→ Description of the task
Retype the rows verbatim, starting at the line containing "Where can the white wall" and ending at, and including, the line containing "column 367, row 95".

→ Materials provided
#####
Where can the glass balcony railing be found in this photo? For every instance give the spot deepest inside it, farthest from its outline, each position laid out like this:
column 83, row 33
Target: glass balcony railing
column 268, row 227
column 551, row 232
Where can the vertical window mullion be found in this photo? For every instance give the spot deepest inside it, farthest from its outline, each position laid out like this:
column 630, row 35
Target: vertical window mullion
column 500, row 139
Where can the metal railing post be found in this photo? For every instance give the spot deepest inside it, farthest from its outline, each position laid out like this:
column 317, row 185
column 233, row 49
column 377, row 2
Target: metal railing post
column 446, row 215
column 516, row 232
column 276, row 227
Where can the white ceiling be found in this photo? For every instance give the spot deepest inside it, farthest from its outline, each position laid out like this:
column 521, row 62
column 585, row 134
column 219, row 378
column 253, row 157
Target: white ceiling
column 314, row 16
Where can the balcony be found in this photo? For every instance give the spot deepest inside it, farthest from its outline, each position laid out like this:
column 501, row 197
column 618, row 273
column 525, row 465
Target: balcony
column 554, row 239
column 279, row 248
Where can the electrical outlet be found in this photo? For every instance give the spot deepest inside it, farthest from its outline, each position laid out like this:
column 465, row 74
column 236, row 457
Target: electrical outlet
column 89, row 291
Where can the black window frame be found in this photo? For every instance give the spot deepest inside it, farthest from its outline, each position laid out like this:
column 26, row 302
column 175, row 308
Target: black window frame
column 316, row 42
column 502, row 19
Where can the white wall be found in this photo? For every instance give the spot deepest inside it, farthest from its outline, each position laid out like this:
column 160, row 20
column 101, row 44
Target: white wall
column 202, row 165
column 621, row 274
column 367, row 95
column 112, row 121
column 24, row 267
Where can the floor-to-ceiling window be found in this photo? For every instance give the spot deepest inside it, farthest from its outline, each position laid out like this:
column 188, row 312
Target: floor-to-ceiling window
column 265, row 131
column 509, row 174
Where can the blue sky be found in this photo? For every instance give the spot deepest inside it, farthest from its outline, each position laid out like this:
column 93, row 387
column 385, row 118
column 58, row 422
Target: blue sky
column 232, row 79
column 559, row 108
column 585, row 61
#####
→ Answer
Where can the white wall be found in this photo? For every instance give the spot deepest inside it, farthest from its outline, each position laid out like this:
column 160, row 20
column 101, row 44
Target: white wall
column 202, row 165
column 621, row 274
column 367, row 95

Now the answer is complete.